* _AUFGABE A_: Dupliziere den Abschnitt über Barrierefreiheit vollständig und Wort für Wort.

* _AUSGEWÄHLTER ABSCHNITT_:

============================================================

All you need is... Barrierefreiheit
Wer ein bisschen verfolgt, was ich auf Twitter und / oder Facebook so schreibe, weiß, dass ich in den letzten 24 Monaten auf ein paar Bühnen dieser Stadt stand. Ich habe elf Jahre in Hamburg gelebt und stand auf keiner einzigen. Bühnen waren für mich immer ein Ort, zu dem ich nur mit großem Aufwand, wenn überhaupt, hinkomme. Ich war früher schon froh, wenn der Rollstuhlplatz im Publikum nicht in der letzten Reihe hinter einer Säule war. Die Zugänglichkeit der Bühne stand für mich gar nicht zur Diskussion. Ich hatte als Jugendliche mal gesehen, wie Wolfgang Schäuble bei einer Wahlkampfveranstaltung auf die Bühne gehoben wurde. Das wollte ich für mich nicht.

============================================================

* _GEGEBENE EINTRÄGE_:
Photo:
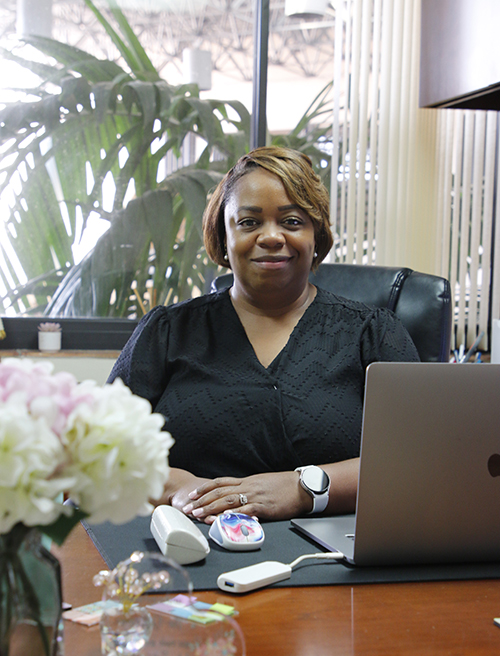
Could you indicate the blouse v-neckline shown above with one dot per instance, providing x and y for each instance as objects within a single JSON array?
[{"x": 274, "y": 362}]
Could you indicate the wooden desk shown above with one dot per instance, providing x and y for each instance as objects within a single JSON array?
[{"x": 453, "y": 618}]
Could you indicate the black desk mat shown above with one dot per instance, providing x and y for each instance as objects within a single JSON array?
[{"x": 282, "y": 543}]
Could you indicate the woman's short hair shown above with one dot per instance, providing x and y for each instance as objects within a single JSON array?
[{"x": 302, "y": 185}]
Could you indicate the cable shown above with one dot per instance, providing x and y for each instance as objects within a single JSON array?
[{"x": 328, "y": 556}]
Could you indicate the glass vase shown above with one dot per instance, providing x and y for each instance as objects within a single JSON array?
[
  {"x": 125, "y": 633},
  {"x": 30, "y": 596}
]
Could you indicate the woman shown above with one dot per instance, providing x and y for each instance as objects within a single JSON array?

============================================================

* _AUFGABE B_: Schreibe die gesamte Liste oberhalb dieser Aufgabe Zeile für Zeile unverändert nieder. Lass die Bilder in deiner Antwort weg.

* _LÖSUNG A_:
All you need is... Barrierefreiheit
Wer ein bisschen verfolgt, was ich auf Twitter und / oder Facebook so schreibe, weiß, dass ich in den letzten 24 Monaten auf ein paar Bühnen dieser Stadt stand. Ich habe elf Jahre in Hamburg gelebt und stand auf keiner einzigen. Bühnen waren für mich immer ein Ort, zu dem ich nur mit großem Aufwand, wenn überhaupt, hinkomme. Ich war früher schon froh, wenn der Rollstuhlplatz im Publikum nicht in der letzten Reihe hinter einer Säule war. Die Zugänglichkeit der Bühne stand für mich gar nicht zur Diskussion. Ich hatte als Jugendliche mal gesehen, wie Wolfgang Schäuble bei einer Wahlkampfveranstaltung auf die Bühne gehoben wurde. Das wollte ich für mich nicht.

* _LÖSUNG B_:
Photo:
Could you indicate the blouse v-neckline shown above with one dot per instance, providing x and y for each instance as objects within a single JSON array?
[{"x": 274, "y": 362}]
Could you indicate the wooden desk shown above with one dot per instance, providing x and y for each instance as objects within a single JSON array?
[{"x": 453, "y": 618}]
Could you indicate the black desk mat shown above with one dot per instance, providing x and y for each instance as objects within a single JSON array?
[{"x": 282, "y": 543}]
Could you indicate the woman's short hair shown above with one dot per instance, providing x and y for each instance as objects within a single JSON array?
[{"x": 302, "y": 185}]
Could you indicate the cable shown above with one dot per instance, providing x and y for each instance as objects within a single JSON array?
[{"x": 328, "y": 556}]
Could you indicate the glass vase shown above with one dot per instance, providing x and y for each instance as objects within a single JSON array?
[
  {"x": 125, "y": 633},
  {"x": 30, "y": 596}
]
Could you indicate the woman shown above with one dot per instance, providing x and y for each instance as objects within a single JSON array?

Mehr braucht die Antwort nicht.